__EXERCISE PROMPT__
Collect every line of the material below that contains the word "police". Case counts.

__RAW RECORDS__

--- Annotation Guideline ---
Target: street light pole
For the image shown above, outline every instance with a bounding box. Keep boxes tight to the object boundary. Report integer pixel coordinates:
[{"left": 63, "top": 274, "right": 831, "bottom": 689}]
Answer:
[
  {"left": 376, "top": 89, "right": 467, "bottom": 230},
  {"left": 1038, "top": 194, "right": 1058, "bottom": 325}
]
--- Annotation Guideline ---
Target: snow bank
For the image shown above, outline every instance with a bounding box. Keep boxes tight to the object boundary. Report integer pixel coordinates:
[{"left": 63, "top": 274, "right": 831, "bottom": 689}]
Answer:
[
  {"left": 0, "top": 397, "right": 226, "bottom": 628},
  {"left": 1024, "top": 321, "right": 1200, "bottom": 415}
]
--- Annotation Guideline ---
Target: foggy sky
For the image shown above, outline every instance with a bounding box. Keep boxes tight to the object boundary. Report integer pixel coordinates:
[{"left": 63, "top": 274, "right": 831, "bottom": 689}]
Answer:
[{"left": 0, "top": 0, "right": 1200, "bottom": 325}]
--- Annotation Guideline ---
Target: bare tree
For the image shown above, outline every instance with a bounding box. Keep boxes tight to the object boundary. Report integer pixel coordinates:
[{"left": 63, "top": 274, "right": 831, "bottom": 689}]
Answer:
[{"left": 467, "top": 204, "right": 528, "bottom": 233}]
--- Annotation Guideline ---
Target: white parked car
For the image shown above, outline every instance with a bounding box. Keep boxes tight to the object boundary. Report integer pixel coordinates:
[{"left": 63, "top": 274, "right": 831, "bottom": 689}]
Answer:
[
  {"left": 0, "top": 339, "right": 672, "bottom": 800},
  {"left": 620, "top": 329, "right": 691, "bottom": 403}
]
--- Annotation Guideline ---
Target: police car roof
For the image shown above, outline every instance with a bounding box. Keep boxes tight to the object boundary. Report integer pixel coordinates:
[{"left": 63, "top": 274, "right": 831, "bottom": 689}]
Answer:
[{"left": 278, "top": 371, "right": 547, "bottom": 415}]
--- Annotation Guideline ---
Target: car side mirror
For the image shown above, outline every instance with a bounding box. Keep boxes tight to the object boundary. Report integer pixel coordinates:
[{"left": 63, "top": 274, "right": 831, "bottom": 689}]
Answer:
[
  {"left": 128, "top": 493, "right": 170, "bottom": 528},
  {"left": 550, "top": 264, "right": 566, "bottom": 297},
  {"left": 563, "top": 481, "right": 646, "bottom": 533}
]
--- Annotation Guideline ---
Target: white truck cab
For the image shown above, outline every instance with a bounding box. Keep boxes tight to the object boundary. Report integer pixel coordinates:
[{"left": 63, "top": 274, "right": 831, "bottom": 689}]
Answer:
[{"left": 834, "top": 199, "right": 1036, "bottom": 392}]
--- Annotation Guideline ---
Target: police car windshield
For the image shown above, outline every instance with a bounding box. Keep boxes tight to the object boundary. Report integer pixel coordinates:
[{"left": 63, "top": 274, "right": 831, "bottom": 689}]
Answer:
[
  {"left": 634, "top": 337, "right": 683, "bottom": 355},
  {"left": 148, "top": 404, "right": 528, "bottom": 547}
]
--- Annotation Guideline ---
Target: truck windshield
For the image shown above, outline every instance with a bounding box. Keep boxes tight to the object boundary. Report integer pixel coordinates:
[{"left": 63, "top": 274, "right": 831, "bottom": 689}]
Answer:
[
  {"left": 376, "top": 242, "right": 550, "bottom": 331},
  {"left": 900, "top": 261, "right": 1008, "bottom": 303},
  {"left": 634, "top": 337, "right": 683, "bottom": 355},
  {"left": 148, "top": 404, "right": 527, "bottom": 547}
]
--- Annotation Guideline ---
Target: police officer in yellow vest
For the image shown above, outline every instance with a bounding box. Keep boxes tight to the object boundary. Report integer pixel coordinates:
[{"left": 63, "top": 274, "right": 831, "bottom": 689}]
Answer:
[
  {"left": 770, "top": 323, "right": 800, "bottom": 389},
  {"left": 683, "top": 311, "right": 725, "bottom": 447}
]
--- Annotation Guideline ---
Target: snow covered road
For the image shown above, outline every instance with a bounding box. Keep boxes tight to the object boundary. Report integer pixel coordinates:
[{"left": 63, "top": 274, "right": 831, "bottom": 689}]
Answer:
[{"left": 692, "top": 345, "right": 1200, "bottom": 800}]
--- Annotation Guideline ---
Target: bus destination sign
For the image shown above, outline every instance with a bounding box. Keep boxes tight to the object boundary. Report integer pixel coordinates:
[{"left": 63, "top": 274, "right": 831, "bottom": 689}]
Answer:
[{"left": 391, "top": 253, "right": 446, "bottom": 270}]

---

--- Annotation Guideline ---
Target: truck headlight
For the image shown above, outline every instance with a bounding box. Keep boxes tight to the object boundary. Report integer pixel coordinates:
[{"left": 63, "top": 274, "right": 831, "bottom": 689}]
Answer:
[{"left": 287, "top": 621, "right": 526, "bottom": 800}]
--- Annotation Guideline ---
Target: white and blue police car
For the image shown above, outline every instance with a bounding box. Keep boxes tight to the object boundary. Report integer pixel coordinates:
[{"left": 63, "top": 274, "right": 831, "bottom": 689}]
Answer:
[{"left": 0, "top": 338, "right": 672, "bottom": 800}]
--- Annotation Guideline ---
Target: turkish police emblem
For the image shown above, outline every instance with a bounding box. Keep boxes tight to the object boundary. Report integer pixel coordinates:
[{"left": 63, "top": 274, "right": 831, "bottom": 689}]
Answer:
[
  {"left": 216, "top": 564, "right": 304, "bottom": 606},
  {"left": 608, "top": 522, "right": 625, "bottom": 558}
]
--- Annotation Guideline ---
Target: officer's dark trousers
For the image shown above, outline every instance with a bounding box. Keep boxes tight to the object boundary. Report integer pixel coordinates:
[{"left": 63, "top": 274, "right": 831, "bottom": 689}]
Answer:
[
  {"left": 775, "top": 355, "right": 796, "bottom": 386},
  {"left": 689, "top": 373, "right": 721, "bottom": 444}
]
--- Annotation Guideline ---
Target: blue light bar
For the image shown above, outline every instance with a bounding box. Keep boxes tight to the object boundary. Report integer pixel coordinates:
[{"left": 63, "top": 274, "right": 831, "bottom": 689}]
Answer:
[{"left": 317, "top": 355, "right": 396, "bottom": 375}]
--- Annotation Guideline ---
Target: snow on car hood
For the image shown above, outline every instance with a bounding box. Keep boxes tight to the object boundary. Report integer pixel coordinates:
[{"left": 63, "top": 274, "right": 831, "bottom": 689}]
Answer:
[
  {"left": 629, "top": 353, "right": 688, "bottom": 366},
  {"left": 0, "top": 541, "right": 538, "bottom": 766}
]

__OUTPUT BELOW__
Target: police car roof
Target: police car windshield
Target: police officer in yellow vest
Target: white and blue police car
Target: turkish police emblem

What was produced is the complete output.